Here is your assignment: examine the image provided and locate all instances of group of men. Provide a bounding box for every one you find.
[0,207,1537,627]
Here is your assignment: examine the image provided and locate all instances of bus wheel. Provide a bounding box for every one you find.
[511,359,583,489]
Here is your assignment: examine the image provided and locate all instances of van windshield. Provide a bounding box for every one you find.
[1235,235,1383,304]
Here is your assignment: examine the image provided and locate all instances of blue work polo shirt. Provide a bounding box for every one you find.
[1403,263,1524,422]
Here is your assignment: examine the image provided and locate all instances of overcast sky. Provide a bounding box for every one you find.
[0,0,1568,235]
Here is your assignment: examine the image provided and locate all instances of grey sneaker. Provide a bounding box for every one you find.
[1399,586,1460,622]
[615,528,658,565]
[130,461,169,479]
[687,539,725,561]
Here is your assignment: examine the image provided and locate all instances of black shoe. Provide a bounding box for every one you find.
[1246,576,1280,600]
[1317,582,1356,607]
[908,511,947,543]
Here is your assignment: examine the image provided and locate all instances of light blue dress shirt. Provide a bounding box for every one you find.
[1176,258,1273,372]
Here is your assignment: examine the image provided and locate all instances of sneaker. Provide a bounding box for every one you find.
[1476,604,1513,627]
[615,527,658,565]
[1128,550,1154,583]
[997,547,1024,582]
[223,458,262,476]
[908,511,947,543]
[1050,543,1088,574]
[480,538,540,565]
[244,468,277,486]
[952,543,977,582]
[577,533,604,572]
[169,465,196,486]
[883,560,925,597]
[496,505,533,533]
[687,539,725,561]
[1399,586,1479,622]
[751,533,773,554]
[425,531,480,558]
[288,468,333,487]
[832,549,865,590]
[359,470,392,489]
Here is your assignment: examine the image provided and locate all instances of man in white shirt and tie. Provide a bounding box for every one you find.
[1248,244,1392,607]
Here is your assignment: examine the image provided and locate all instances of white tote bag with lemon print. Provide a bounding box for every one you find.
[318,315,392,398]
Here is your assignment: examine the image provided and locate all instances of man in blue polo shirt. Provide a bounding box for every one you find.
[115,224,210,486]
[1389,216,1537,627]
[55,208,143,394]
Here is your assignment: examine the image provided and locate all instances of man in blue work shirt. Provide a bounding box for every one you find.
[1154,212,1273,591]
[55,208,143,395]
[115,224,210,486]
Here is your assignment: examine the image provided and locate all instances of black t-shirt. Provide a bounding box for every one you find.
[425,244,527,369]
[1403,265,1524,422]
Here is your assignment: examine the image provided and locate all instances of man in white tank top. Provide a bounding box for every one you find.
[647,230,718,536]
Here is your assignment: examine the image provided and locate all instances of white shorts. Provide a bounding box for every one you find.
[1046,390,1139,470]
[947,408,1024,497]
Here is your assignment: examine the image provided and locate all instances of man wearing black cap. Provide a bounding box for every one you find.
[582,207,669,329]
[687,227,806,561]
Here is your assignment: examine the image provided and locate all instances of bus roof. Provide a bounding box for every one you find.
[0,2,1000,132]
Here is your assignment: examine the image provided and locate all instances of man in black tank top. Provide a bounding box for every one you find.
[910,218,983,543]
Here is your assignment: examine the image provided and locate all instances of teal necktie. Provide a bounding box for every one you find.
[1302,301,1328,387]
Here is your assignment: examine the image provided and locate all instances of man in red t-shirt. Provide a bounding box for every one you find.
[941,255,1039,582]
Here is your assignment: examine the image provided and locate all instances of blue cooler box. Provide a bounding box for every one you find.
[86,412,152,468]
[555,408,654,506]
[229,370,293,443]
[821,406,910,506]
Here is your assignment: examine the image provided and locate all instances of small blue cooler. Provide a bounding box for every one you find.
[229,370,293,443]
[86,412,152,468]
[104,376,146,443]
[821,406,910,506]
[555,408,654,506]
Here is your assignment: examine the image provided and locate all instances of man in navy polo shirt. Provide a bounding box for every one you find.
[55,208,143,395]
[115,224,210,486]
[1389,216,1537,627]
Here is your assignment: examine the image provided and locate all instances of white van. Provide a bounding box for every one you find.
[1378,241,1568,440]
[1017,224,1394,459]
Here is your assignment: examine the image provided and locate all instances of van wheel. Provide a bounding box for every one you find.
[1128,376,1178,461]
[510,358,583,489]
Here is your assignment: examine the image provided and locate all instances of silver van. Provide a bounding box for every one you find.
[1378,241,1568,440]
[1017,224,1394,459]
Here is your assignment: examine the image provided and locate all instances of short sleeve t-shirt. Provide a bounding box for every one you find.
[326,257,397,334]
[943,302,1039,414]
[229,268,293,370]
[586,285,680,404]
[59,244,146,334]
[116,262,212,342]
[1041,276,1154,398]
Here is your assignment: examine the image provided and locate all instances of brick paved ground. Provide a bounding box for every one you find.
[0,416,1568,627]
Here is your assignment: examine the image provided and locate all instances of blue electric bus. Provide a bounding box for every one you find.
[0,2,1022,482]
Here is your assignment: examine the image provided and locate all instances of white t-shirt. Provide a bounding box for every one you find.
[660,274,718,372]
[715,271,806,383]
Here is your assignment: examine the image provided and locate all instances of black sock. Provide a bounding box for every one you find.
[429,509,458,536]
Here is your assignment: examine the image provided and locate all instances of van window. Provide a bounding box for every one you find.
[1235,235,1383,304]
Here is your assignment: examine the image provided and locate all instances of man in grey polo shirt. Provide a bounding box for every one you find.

▬▬▬

What you will do: Put the lines above into a Markdown table with two columns, Row for the row number and Line for the line itself. Skip any blank lines.

Written response:
| Row | Line |
|---|---|
| 1 | Here is your assignment: examine the image provided and locate all instances of group of men. Provide a bounding box for every one you find. |
| 2 | [0,207,1537,627] |
| 3 | Here is your assignment: examine the image provided and locate all instances of bus wheel. Provide a bounding box for every one you find. |
| 4 | [511,359,583,489] |
| 5 | Here is your assignment: examine the image provided and locate all instances of van windshield. Provide a bounding box for every one you find. |
| 6 | [1235,235,1383,304] |
| 7 | Here is your assignment: examine the image provided and locate all instances of blue work polo shirt. Provide a bounding box for every one you find. |
| 8 | [1403,263,1524,422] |
| 9 | Here is your assignment: examine the image provided and locate all instances of overcast sky. Provide a bounding box for every one you find. |
| 10 | [0,0,1568,235] |
| 11 | Here is your assignment: examine the image provided and locate all instances of grey sneaker. Provide a bounding box for every one you find. |
| 12 | [1399,586,1460,622] |
| 13 | [615,528,658,565] |
| 14 | [130,461,169,479] |
| 15 | [687,539,725,561] |
| 16 | Here is your assignment: examine the image provided and locate all instances of black shoe. Provide a bounding box for every one you find. |
| 17 | [1246,576,1280,600] |
| 18 | [1317,582,1356,607] |
| 19 | [908,511,947,543] |
| 20 | Here is your assignment: examine the image provided and locate all instances of light blue dress shirt. Provide a bounding box for every one you find. |
| 21 | [1176,258,1273,372] |
| 22 | Here is your assignment: examine the image provided and locate all instances of sneaker. Provide a bounding box for every one you find. |
| 23 | [1476,604,1513,627] |
| 24 | [615,527,658,565] |
| 25 | [1128,550,1154,583] |
| 26 | [997,547,1024,582] |
| 27 | [223,458,262,476] |
| 28 | [908,511,947,543] |
| 29 | [1050,543,1088,574] |
| 30 | [480,538,540,565] |
| 31 | [244,468,277,486] |
| 32 | [952,543,977,582] |
| 33 | [577,533,604,572] |
| 34 | [169,465,196,486] |
| 35 | [883,560,925,597] |
| 36 | [496,505,533,533] |
| 37 | [687,539,725,561] |
| 38 | [1399,586,1479,622] |
| 39 | [751,533,773,554] |
| 40 | [425,531,480,558] |
| 41 | [288,468,333,487] |
| 42 | [832,549,865,590] |
| 43 | [359,470,392,489] |
| 44 | Here is your assignment: examine the image provided and locate all instances of man in white shirt and tie. Provide a bounding box for every one you find. |
| 45 | [1248,244,1392,607] |
| 46 | Here is your assignment: examine the image provided and locate all instances of white tote bag with lemon print. Provide a bounding box for every one you find. |
| 47 | [318,315,392,398] |
| 48 | Here is your assignment: examine the image provided and locate all instances of man in blue polo shirt. Provide a bounding box for every one you find. |
| 49 | [115,224,210,486] |
| 50 | [1389,216,1537,627] |
| 51 | [55,208,143,394] |
| 52 | Here is your assignment: examine the image provided and locate all instances of man in blue work shirt. Provide a bounding box for every one you find. |
| 53 | [1154,212,1273,591] |
| 54 | [55,208,143,395] |
| 55 | [115,224,210,486] |
| 56 | Here is your assignment: examine the image provided and locate all instances of black t-shirt. Provide a bounding box for every one you find. |
| 57 | [425,244,527,369] |
| 58 | [1403,265,1524,422] |
| 59 | Here is your assignment: examine the image provided and locate all instances of man in white tank top. Provide a bounding box for every one you find. |
| 60 | [647,230,718,536] |
| 61 | Here is your assignment: examine the image provided and locate all instances of white shorts. Provide a bounding box for every one you find. |
| 62 | [1046,390,1139,470] |
| 63 | [947,408,1024,497] |
| 64 | Here is your assignment: examine the image provided and locate all instances of man wearing black cap. Provide a bounding box for every one you find. |
| 65 | [582,207,669,329] |
| 66 | [687,227,806,561] |
| 67 | Here is your assignment: examine the image provided and locate all instances of bus roof. Provide a bounding box for every one you find. |
| 68 | [0,2,1000,132] |
| 69 | Here is your assignment: examine the image provided and locate all instances of man in black tank top. Provide a bounding box for every one you find. |
| 70 | [910,218,983,543] |
| 71 | Here is your assignment: examine the image provided and locate all instances of teal necktie. Provide a bounding box for every one you find. |
| 72 | [1302,301,1328,387] |
| 73 | Here is your assignment: examine the image provided and locate all instances of man in red t-shirt. Provide a bounding box for every one you find. |
| 74 | [941,255,1039,582] |
| 75 | Here is your assignment: examine the image provided and locate all instances of blue cooler box. Provide a bounding box for every one you find. |
| 76 | [86,412,152,468] |
| 77 | [555,408,654,506] |
| 78 | [229,370,293,443] |
| 79 | [821,406,910,506] |
| 80 | Here is your assignment: examine the image provided and locate all instances of small blue cooler. Provide a bounding box for every one you find. |
| 81 | [229,370,293,443] |
| 82 | [86,412,152,468] |
| 83 | [104,376,146,443] |
| 84 | [821,406,910,506] |
| 85 | [555,408,654,506] |
| 86 | Here is your assignment: examine the image provided and locate all instances of man in navy polo shirt. Provide a bounding box for every one you find. |
| 87 | [55,208,143,395] |
| 88 | [115,224,210,486] |
| 89 | [1389,216,1537,627] |
| 90 | Here is your assignment: examine the image provided and locate all instances of white van. Provide a bounding box for every one you find. |
| 91 | [1378,241,1568,440] |
| 92 | [1017,224,1394,459] |
| 93 | Here is your assignment: examine the image provided and locate all instances of van wheel. Provide a bounding box for every one you find. |
| 94 | [1128,376,1178,461] |
| 95 | [510,358,583,489] |
| 96 | Here is your assignment: examine the image provided and locate all instances of silver van. Provide a bounding box for every one you find. |
| 97 | [1378,241,1568,440] |
| 98 | [1017,224,1394,459] |
| 99 | Here is your assignment: examine the image provided and locate all instances of short sleeve t-shirt. Provide a bounding box for every one you find. |
| 100 | [326,257,397,334] |
| 101 | [943,302,1039,414] |
| 102 | [229,268,293,370] |
| 103 | [586,285,680,404] |
| 104 | [59,244,146,334] |
| 105 | [116,262,212,342] |
| 106 | [1041,276,1154,398] |
| 107 | Here is your assignment: examine the image provided and locate all instances of brick paved ground. Provide a bounding box for every one you find. |
| 108 | [0,416,1568,627] |
| 109 | Here is your assignment: examine the image provided and locate all instances of blue electric bus. Provide a bounding box for every one you find. |
| 110 | [0,2,1022,482] |
| 111 | Here is your assignment: examine the image provided and locate all instances of white t-shirt. Provide a bounding box for every one you find. |
| 112 | [660,274,718,372] |
| 113 | [715,271,806,383] |
| 114 | Here is your assignment: examine the image provided and locate all instances of black sock. Provide a bounding box for every one you find. |
| 115 | [429,509,458,536] |
| 116 | Here is your assignment: examine the image provided and locate all instances of van window. Provide a bounding box for every one you find. |
| 117 | [1235,235,1383,304] |
| 118 | Here is your assignment: examine the image provided and locate all instances of man in grey polo shirt. Provide a bounding box for every one you find. |